* [TEXT]
According to the invention, gas—that is, compressed gas—exiting from the gas compression plant or the gas cooler for compressed gas is introduced directly into the catalytic reformer for reformation in order to produce reduction gas or reduction-gas precursor gas, and/or into the gas furnace. Direct introduction is to be understood to mean that the introduction is effected without the amount of CO2 being reduced by removing CO2; that is, the introduction is effected with preservation of the amount of CO2. Direct introduction is therefore effected without taking measures for reducing the amount of CO2 in the compressed gas. The direct introduction is performed without devices for removing CO2 from the compressed gas. If appropriate, direct introduction also involves an increase in temperature, for example in a gas-gas heat exchanger; the direct introduction is then performed using temperature increasing devices. Direct introduction therefore does not involve any CO2 removal—for example by means of chemical scrubbing—such as MEA monoethanolamines, KM CDR Kansai Mitsubishi carbon dioxide recovery—, VPSA vacuum pressure swing absorption or PSA pressure swing absorption, and therefore introduction takes place without removing CO2.
The direct introduction is effected via the direct introduction line, which proceeds from the gas compression plant or the gas cooler, for introducing gas directly into the reformer and/or into the gas furnace.

* [INSTRUCTIONS FOR THE TASK]
Reproduce the passage on direct gas introduction word for word, starting at "The direct introduction is effected" and ending at "reformer and/or into the gas furnace.".

* [DATA SHOWN]

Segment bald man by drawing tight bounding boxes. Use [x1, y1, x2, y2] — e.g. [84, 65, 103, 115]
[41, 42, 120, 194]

* [EXERCISE ANSWER]
The direct introduction is effected via the direct introduction line, which proceeds from the gas compression plant or the gas cooler, for introducing gas directly into the reformer and/or into the gas furnace.